# Start of Given records

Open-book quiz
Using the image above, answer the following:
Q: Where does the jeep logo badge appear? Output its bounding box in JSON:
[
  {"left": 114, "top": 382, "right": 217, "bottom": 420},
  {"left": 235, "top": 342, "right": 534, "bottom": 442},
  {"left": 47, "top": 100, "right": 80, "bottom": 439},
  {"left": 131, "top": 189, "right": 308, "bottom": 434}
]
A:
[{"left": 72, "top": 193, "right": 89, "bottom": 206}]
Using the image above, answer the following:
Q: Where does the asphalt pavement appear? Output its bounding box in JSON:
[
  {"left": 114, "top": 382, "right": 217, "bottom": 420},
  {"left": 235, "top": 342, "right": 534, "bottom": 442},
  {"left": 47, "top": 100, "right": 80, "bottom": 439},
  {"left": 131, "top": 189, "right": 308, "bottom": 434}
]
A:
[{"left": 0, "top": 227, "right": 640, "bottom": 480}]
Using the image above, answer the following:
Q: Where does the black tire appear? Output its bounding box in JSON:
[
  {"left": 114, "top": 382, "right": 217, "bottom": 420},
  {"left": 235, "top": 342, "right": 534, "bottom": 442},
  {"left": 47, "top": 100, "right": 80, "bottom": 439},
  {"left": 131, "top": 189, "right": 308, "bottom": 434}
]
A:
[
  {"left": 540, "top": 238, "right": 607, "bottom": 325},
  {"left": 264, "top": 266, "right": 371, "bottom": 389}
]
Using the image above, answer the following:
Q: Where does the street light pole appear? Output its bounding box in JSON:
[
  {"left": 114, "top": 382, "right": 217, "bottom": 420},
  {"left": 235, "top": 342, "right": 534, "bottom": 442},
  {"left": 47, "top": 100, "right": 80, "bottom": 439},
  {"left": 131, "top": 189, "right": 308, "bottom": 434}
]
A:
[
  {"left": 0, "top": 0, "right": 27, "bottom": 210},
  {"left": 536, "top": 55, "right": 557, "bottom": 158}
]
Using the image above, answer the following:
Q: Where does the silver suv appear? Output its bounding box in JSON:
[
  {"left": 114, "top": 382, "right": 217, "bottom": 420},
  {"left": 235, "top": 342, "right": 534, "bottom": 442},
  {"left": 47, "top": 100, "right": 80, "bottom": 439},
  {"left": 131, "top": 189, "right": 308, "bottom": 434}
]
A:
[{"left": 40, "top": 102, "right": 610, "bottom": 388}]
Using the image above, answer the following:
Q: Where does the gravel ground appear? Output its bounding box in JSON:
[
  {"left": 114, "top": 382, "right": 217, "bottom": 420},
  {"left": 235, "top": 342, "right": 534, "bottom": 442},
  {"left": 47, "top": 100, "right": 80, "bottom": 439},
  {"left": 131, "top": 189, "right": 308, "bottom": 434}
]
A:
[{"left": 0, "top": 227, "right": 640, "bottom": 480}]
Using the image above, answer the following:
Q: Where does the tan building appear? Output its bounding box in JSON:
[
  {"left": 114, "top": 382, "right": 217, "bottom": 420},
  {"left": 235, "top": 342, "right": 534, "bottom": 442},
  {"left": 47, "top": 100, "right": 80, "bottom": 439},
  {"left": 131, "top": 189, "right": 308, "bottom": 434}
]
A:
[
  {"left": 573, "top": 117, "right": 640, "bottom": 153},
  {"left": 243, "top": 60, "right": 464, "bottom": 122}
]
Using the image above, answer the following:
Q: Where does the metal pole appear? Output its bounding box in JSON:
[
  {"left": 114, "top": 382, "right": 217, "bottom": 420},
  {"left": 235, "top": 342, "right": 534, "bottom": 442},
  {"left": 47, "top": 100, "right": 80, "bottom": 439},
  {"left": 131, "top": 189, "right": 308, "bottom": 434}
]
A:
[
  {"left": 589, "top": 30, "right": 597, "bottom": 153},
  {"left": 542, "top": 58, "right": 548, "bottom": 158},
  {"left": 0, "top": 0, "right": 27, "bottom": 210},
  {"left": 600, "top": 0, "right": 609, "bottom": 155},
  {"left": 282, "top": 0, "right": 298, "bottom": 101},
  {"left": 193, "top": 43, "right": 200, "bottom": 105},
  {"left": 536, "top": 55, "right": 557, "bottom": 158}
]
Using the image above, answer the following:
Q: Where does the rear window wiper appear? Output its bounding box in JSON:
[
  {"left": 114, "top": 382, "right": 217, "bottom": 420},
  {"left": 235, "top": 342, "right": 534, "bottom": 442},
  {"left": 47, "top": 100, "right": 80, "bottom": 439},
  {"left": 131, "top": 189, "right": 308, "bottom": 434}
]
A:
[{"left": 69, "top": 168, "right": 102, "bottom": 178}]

# End of Given records

What is being asked
Select every line of the items above that contains the word "pole", and copy each such line in full.

Written response
Q: Where does the street light pole appear? Output its bounding box in JSON:
Q: Where does the metal pole appear? Output its bounding box in JSON:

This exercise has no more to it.